• _SOURCE PASSAGE_:
** START **
What Elihu brought to bear in all these examples was man’s utter powerlessness over against these aspects of the creation for the purpose of humbling Job. These are everyday occurrences upon God’s footstool and are common enough to man. Yet man is subject to them. He cannot overpower them. He cannot stop them or send them at his whim. He cannot withstand them in his weakness and frailty. He cannot even comprehend them! Elihu said to Job, “Dost thou know when God disposed them, and caused the light of his cloud to shine? Dost thou know the balancings of the clouds, the wondrous works of him which is perfect in knowledge?” (37:15–16).

Man can only stop and watch in awe as God unfolds his eternal counsel in the sending of the massive clouds, terrifying thunderstorms, powerful whirlwinds, frigid snowstorms, and sweltering heat. Man’s work stops; perhaps his home or town is destroyed; perhaps he cannot go outside or use electricity. And there is nothing man can do. Man must simply wait for the storms and their results to pass and sit in awe of his creator.
** END **
• _THE REQUEST_: From the passage on Elihu and Job, output word for word the stretch that opens with the words containing "Man can only" and closes with "of his creator.".

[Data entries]
** START **
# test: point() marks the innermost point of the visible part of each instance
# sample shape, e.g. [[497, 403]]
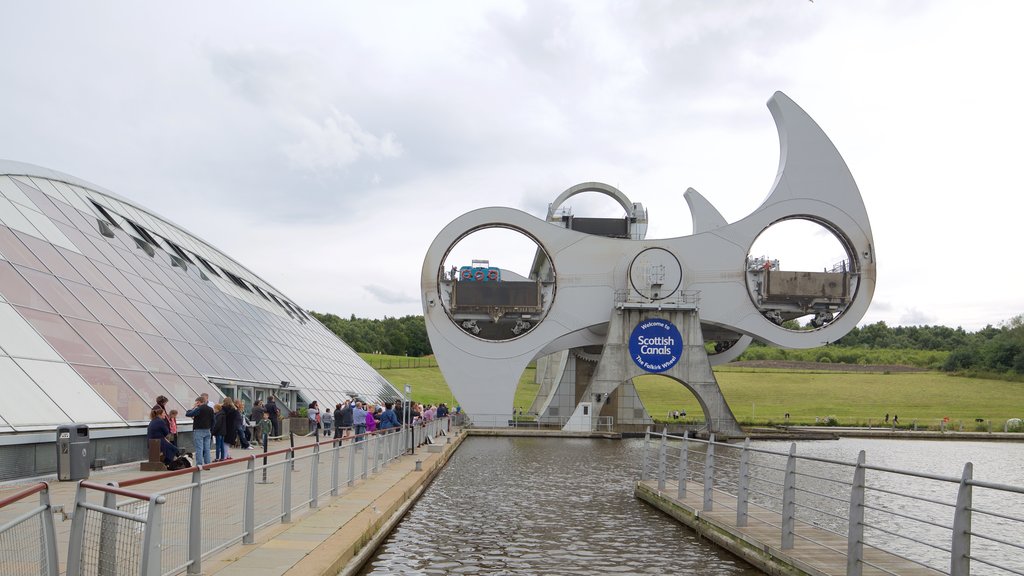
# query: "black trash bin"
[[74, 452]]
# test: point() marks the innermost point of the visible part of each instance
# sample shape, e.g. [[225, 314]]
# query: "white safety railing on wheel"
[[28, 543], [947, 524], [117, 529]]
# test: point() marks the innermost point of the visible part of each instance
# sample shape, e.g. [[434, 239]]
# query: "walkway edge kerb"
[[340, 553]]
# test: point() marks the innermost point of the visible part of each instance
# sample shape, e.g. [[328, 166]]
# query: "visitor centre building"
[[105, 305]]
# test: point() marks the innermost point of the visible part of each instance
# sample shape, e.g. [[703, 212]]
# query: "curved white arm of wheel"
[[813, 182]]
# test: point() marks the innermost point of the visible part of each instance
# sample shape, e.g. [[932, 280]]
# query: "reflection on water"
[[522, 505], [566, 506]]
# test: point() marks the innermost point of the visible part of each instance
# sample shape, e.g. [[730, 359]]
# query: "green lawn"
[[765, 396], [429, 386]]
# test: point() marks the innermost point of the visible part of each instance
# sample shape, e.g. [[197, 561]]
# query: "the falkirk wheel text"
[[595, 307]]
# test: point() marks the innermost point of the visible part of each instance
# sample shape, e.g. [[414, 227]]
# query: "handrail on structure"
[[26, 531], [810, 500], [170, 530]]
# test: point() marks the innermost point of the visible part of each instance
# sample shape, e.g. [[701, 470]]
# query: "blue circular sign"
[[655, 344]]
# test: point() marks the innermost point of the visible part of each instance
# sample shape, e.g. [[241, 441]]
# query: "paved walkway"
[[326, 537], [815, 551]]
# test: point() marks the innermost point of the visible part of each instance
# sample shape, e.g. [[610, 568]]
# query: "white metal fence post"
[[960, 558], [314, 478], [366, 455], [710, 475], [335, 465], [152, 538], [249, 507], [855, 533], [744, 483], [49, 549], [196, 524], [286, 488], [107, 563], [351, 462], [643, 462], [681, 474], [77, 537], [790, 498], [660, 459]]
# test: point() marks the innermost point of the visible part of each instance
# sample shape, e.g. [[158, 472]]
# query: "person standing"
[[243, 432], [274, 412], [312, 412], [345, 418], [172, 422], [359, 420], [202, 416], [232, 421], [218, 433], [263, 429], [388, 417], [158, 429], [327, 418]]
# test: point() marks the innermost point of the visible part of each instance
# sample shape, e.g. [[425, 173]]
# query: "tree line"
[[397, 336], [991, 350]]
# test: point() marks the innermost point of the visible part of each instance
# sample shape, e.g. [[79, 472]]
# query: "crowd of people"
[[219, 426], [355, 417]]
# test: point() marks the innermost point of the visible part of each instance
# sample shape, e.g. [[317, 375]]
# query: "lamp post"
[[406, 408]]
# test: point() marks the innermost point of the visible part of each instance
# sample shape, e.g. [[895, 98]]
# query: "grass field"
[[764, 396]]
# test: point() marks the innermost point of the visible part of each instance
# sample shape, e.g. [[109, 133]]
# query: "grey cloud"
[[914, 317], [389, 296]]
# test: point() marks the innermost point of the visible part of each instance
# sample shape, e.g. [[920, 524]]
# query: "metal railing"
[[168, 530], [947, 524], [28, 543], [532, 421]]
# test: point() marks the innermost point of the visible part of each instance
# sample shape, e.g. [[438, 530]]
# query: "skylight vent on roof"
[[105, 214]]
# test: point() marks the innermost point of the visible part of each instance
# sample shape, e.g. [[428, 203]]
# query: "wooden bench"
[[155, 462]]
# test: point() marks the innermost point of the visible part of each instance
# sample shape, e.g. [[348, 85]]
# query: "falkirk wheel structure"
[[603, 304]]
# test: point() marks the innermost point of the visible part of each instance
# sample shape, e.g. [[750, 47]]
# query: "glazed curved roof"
** END **
• _SOLUTION FOR THIS PROBLEM_:
Man can only stop and watch in awe as God unfolds his eternal counsel in the sending of the massive clouds, terrifying thunderstorms, powerful whirlwinds, frigid snowstorms, and sweltering heat. Man’s work stops; perhaps his home or town is destroyed; perhaps he cannot go outside or use electricity. And there is nothing man can do. Man must simply wait for the storms and their results to pass and sit in awe of his creator.